### Exercise requirements
In the card-trick text, how many cards does the routine require?

### Page text
== == ==
I first learned about "Card Warp" and began performing it in early 1973. My earliest notes, which include the method for how I get into the effect, are as dated above. From that date, I did not change a move or handling detail for almost twenty years. In 1992, my dear friend, Noel Coughlin, showed me an unknown creator's bit of topological kirigami called "The Hyper Card," which Kim lies, Martin Gardner and Karl Fulves had introduced to the fraternity (Pallbearers Review, Vol. 10, No. 10, August 1975, page 1042; and Chronicles, No. 1, 1978, page 1067). Somewhere along the way, in playing with the idea, it dawned on me that the Hyper Card would combine very nicely with "Card Warp." Within fifteen minutes I had figured out how to make the combination.

I've performed "Card Warp" easily a thousand times. It was a regular part of my trade-show work. Still, no sooner had I come up with this new ending and my method for performing it than I knew this was a change I would have immediately added. As it happens, having retired in 1982, I haven't done a trade show since. Nevertheless, since creating it I've done it at nearly every cocktail party, bar mitzvah and dinner show at which I've had occasion to perform. That is, admittedly, far fewer performances than the main part of the routine but still sufficient to persuade me that my enthusiasm is justified.

EFFECT Two cards are selected from an incomplete deck. They are put through the original "Card Warp" machinations. At the end of the sequence they are torn and twisted into the visually impossible configuration known as a Hyper Card and given to the spectator as a souvenir.

REQUIREMENTS: You will need twenty or more cards and a box in which to carry them. You will also need a small stapler that is convenient to carry in your pocket.

SET-UP: Prepare one card as required for "Card Warp" and place it on top of the deck, prepared edge oriented toward the right. Place any other card above it. Put the cards into the box so that, when the notched side is up, the prepared portion of the card is on your right.

DISCLAIMERS: "Card Warp" presents an ethical dilemma any resolution of which is unsatisfactory. When one encounters such a situation, each individual must find a position that he or she can abide. "Card Warp" is, or was, a marketed item, offered by its creator in manuscript form. Remuneration for its content should accrue to its creator. Since it was marketed, others have taken it upon themselves to expose the secret in print. These individuals—with possible exceptions—have not altered the method or the effect. At best, they have altered the handling or some superficial details. Thus, they have justified the theft of the originator's idea with incidental alterations. The result of these actions has been to deprive the originator of a potential sale of his manuscript. Legally, they may be within their rights to do so. I find it ethically deplorable. That said, an ethical problem arises when one has the legitimate goal of sharing newly created elements that may prove desirable without depriving the creator of his just compensation. My solution, however problematic, is to share my handling, little of which is original with me (except as noted), and presentation, which is an amalgamation of ideas from various sources, without directly divulging the original method. It may be possible to ascertain the core secret from this description but that is not my intent. You might work out the method by seeing it performed as well, but that would not be the intent of the performer. Provided the performance is competent, no ethical line is crossed by doing so, from either side. I strongly recommend that you obtain the original "Card Warp" manuscript from a reputable dealer. This act will ethically entitle you to know, use and perform the original version. As owner of this book, you will then be entitled to perform my version. In sum, if you don't own the original "Card Warp" manuscript or some other version that may come from Mr. Walton, you should not perform the routine in any form, including that herein described. I would suggest that if you know the method as a result of the theft of some other individual who published the secret without permission, you owe Mr. Walton his just recompense. That's a decision you must make for yourself. I am strictly offering counsel.
== == ==
### Records provided
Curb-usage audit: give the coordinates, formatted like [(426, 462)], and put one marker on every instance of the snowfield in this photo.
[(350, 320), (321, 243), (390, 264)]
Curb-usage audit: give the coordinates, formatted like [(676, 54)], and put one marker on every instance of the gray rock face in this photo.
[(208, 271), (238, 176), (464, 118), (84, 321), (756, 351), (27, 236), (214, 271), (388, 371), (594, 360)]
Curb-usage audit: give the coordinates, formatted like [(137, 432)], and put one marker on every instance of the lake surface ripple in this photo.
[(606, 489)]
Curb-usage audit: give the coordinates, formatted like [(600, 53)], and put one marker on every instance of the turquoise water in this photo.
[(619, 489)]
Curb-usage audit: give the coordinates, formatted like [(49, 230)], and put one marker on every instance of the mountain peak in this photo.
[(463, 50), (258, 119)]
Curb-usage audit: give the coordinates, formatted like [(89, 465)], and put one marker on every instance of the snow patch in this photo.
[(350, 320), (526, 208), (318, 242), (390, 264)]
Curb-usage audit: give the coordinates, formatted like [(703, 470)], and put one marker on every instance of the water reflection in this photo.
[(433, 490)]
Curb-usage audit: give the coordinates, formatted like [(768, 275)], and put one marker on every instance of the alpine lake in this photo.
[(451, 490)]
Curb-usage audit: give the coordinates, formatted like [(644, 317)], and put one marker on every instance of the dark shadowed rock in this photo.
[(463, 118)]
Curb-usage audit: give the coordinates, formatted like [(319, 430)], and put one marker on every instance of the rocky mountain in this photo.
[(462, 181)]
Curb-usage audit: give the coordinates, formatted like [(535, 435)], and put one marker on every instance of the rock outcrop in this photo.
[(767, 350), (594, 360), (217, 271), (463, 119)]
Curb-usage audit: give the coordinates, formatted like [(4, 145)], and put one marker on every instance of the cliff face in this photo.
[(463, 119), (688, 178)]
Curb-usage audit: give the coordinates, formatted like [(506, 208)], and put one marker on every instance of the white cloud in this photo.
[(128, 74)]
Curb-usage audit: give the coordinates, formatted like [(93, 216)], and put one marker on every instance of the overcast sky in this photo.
== == ==
### Final answer
Twenty or more cards.